Stored data entries
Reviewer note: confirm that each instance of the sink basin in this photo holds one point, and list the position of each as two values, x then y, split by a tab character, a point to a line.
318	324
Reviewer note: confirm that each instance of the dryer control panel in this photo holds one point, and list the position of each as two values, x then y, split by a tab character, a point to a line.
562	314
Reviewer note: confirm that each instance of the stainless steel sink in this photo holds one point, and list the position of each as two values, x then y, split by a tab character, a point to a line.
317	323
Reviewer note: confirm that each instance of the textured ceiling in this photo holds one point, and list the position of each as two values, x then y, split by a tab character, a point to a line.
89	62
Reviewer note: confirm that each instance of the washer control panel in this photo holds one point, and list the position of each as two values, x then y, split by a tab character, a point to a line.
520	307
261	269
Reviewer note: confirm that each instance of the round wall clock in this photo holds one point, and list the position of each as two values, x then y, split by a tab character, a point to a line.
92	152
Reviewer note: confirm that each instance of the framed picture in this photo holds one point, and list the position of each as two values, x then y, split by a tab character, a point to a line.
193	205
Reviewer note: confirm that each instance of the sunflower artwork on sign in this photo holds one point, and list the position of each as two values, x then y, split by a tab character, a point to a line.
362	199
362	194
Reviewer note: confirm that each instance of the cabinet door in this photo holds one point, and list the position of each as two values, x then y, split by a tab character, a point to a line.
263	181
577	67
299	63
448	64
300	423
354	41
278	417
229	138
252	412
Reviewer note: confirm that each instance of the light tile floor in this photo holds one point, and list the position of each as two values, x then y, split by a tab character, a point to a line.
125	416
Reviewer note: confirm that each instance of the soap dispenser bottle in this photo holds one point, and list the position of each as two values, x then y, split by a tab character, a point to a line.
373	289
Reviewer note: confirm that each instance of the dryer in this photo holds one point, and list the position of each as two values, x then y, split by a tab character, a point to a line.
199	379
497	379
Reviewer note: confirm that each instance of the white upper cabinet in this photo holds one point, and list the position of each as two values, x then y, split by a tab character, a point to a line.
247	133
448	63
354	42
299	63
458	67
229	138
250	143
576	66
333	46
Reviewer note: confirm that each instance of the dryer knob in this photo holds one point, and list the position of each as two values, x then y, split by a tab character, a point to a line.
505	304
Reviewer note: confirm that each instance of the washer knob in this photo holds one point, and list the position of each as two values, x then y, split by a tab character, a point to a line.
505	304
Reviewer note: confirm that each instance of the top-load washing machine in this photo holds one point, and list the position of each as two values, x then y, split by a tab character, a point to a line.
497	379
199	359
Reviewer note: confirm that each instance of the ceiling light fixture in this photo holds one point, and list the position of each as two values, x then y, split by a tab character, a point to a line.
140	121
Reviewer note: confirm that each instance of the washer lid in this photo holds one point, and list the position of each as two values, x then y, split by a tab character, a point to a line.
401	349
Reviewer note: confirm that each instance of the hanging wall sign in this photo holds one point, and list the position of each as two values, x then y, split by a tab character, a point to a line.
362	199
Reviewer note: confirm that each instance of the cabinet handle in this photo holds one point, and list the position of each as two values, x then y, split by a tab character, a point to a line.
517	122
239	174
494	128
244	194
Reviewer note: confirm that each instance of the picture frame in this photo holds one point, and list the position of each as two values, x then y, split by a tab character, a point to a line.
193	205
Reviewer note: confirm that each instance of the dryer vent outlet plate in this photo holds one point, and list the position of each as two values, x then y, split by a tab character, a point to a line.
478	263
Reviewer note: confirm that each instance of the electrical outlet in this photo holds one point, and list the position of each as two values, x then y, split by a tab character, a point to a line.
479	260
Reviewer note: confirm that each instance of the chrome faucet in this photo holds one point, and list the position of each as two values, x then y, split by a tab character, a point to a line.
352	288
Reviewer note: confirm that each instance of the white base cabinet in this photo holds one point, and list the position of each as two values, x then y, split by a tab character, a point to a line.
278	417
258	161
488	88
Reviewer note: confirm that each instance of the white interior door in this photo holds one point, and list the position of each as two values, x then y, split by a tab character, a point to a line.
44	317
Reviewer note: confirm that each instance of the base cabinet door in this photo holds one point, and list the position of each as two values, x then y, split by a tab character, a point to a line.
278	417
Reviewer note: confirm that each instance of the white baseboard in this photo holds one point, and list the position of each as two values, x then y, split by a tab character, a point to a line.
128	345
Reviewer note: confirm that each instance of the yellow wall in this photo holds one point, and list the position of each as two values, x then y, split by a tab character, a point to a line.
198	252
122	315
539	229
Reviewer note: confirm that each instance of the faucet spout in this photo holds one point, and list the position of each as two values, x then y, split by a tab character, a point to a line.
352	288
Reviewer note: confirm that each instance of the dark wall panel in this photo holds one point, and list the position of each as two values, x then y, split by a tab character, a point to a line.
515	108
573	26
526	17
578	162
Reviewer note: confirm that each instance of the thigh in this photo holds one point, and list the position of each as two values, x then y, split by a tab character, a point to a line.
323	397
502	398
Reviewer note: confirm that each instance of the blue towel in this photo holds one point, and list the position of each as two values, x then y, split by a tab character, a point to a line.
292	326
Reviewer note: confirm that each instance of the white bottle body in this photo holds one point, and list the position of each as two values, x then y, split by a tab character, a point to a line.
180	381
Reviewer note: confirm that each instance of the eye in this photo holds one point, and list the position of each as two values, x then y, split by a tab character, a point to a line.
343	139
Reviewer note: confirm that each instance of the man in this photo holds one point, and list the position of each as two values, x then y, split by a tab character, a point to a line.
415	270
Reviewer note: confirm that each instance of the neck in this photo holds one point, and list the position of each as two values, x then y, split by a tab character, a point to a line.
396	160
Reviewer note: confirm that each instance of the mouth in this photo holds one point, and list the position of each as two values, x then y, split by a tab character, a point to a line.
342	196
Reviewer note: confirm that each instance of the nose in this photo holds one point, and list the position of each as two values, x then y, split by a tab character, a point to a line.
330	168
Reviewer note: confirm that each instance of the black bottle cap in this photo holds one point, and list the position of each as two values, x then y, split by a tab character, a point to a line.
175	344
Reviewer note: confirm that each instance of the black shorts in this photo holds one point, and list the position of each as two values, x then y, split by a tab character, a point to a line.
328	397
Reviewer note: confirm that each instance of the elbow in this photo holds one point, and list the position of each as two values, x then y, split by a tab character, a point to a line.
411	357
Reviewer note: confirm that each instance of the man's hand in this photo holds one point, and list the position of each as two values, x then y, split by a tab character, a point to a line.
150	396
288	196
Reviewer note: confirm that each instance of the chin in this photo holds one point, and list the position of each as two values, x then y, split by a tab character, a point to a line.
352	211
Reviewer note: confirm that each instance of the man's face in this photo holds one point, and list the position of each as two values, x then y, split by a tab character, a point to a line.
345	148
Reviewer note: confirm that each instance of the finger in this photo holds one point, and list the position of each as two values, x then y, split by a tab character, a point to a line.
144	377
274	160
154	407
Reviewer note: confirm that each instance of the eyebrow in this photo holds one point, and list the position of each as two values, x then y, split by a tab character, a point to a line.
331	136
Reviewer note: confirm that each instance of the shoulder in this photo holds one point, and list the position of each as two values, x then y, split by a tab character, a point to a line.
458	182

§ ACTION ITEM
Write out all the entries once more, exactly.

§ SOLUTION TO THIS EXERCISE
Reviewer note: confirm that each instance of the sink basin in this photo holds one point, and list the position of each as two values, x then y, split by a tab character, a point to a line.
318	324
Reviewer note: confirm that each instance of the dryer control panel in this photo holds one point, and list the position of each as two values, x then y, split by a tab character, a point to a line.
562	314
Reviewer note: confirm that each instance of the stainless steel sink in this photo holds one point, and list the position of each as two values, x then y, split by a tab character, a point to a line.
317	323
Reviewer note: confirm that each instance of the textured ceiling in this photo holds one point, and list the position of each as two values, x then y, split by a tab character, a point to a line.
89	62
Reviewer note: confirm that each instance of the washer control panel in this photo holds one point, and list the position of each as two values, x then y, split by a tab character, a point to a line.
520	307
261	269
Reviewer note: confirm that each instance of the round wall clock in this photo holds one point, and list the position of each as two values, x then y, split by a tab character, a point to a line.
92	152
Reviewer note: confirm that each instance of the framed picture in this photo holds one point, and list the position of each as two values, x then y, split by a tab character, a point to a line.
193	205
Reviewer note: confirm that each instance of the sunflower artwork on sign in this photo holds one point, and list the position of each as two values, x then y, split by a tab character, a point to a line.
362	199
362	194
Reviewer note: confirm that each instance of the cabinet door in this photo holds one point, and list the position of each as two values, x then y, split by a tab character, a point to a line.
263	181
577	67
299	63
448	64
300	423
354	41
278	417
229	138
252	412
Reviewer note: confirm that each instance of the light tile floor in this photo holds one point, and list the position of each as two values, x then y, split by a tab character, a point to a line.
125	416
Reviewer note: confirm that each instance of the soap dispenser bottle in this photo holds one point, and list the position of each as two values, x then y, split by a tab character, a point to a line.
373	289
Reviewer note: confirm that each instance of the dryer in this photo holds one point, and list the position of each as two values, x then y, split by a tab character, a point to a line.
199	379
497	379
Reviewer note: confirm that each instance of the white upper cabinet in this photo holds one point, and list the position of each as two values, x then y, split by a tab character, a point to a line.
247	133
448	63
354	42
299	63
458	67
229	138
250	143
576	66
333	46
Reviewer note: confirm that each instance of the dryer knob in this photo holds one point, and list the position of each as two values, x then y, split by a tab character, a point to a line.
505	304
Reviewer note: confirm that each instance of the washer knob in this photo holds one point, and list the position of each as two values, x then y, split by a tab character, a point to a line.
505	304
Reviewer note: confirm that each instance of the top-load washing machine in this photo holds one point, and list the position of each as two values, x then y, split by a tab character, a point to a line.
497	379
199	359
Reviewer note: confirm that each instance of the ceiling light fixture in this photo holds one point, and list the position of each as two values, x then y, split by a tab character, a point to a line.
140	121
Reviewer note: confirm that each instance of the washer lid in this photo holds one point, and list the position of each as two values, x then y, split by a tab character, a point to a line.
401	349
Reviewer note: confirm that each instance of the hanging wall sign in this photo holds one point, and list the position of each as two values, x then y, split by a tab character, a point to a line.
362	199
Reviewer note: confirm that each instance of the cabinet handle in this photo holds one point, and list the position of each as two values, x then y, split by a tab character, a point to a line.
517	122
239	174
494	128
244	194
Reviewer note: confirm that each instance of the picture frame in this photo holds one point, and list the position of each as two values, x then y, split by a tab character, a point to a line.
193	205
Reviewer note: confirm that each instance of the dryer vent outlet plate in this photo holds one point, and list the position of each as two values, x then y, split by a tab character, a point to a line.
478	263
Reviewer note: confirm that each instance of the electrical outlet in this photo holds one point, and list the position of each as two values, x then y, split by a tab character, a point to a line.
479	260
Reviewer note: confirm that each instance of the chrome faucet in this photo holds one point, and list the position of each as two values, x then y, split by a tab character, a point to a line.
352	288
Reviewer note: confirm that each instance of the white base cabinet in this photo holds one point, and list the position of each as two values, x then y, split by a tab character, a point to a line.
278	417
258	161
488	88
Reviewer note: confirm that each instance of the white interior door in this photo holds one point, and list the position of each as two values, x then y, split by a tab character, a point to a line.
44	317
Reviewer note: confirm that each instance of the base cabinet door in this photo holds one point, and list the position of each as two values, x then y, split by a tab character, a point to a line.
278	417
Reviewer note: confirm that each instance of the white baseboard in this photo holds one point, and list the position of each as two values, x then y, split by a tab character, a point to a line.
128	345
Reviewer note: confirm that each instance of the yellow wall in this photo holds one point, and list the position of each as two values, x then y, split by a tab character, a point to a line.
198	252
122	315
539	229
Reviewer note: confirm that each instance of the faucet spout in this photo holds one point, and list the position of each as two values, x then y, split by a tab character, a point to a line.
352	288
Reviewer note: confirm that each instance of the dark wall panel in this photo holds one point, and list the position of each as two values, x then y, split by a tab character, a point to a line.
515	108
573	26
526	17
578	162
Reviewer note: confirm that each instance of the thigh in this photo holds one point, and list the position of each as two values, x then y, split by a tab character, a point to a line.
323	397
502	398
Reviewer note: confirm that each instance of the blue towel in this photo holds one point, and list the position of each as two values, x then y, split by a tab character, a point to a line.
292	326
Reviewer note: confirm that each instance of the white bottle body in this photo holds one point, and list the position of each as two values, x then y, split by a tab character, a point to a line.
180	381
Reviewer note: confirm that each instance of the eye in this photo holds one point, and list the position of each as two values, x then y, split by a tab character, a point to a line.
343	139
Reviewer note: confirm that each instance of the man in this photo holds one point, and list the position of each as two values, x then y, split by a tab character, a point to a line.
415	270
Reviewer note: confirm that each instance of the neck in this photo holds one point, and list the position of each as two values, x then y, split by a tab character, a point to a line.
396	160
Reviewer note: confirm that each instance of the mouth in this photo holds one point, and list the position of each as two values, x then y, split by a tab character, a point to a line.
342	196
Reviewer note: confirm that each instance of the nose in this photo holds one point, and list the position of each as two values, x then y, split by a tab character, a point to a line.
330	168
Reviewer note: confirm that each instance of the black bottle cap in this photo holds one point, and list the position of each as two values, x then y, split by a tab character, a point to a line.
175	344
Reviewer note: confirm that each instance of the black shorts in this photo holds one point, and list the position of each as two values, x then y, split by a tab character, a point to a line.
328	397
Reviewer note: confirm that each instance of the elbow in this photo holds one point, and list the position of each as two values, x then y, split by a tab character, a point to a line.
411	357
Reviewer note: confirm that each instance of the man's hand in this photo holds one point, and list the position of each as two values, x then y, split by a tab character, a point to a line.
150	396
288	196
Reviewer note: confirm that each instance of the chin in this photo holds one point, and list the position of each as two values, x then y, split by a tab character, a point to a line.
352	211
Reviewer note: confirm that each instance of the man's face in this photo holds one point, and list the position of each as two values, x then y, split by a tab character, a point to a line.
345	148
Reviewer note: confirm that each instance of the finger in this photo holds one point, and list the position of each as two values, x then y, split by a tab character, a point to a line.
144	377
274	160
154	407
Reviewer note: confirm that each instance of the eyebrow in this photo holds one point, and list the position of each as two values, x then y, split by a tab character, a point to a line.
331	136
Reviewer note: confirm that each instance of the shoulder in this photo holds one point, and list the position of each as two values, x then y, split by a tab character, a point to a line.
458	182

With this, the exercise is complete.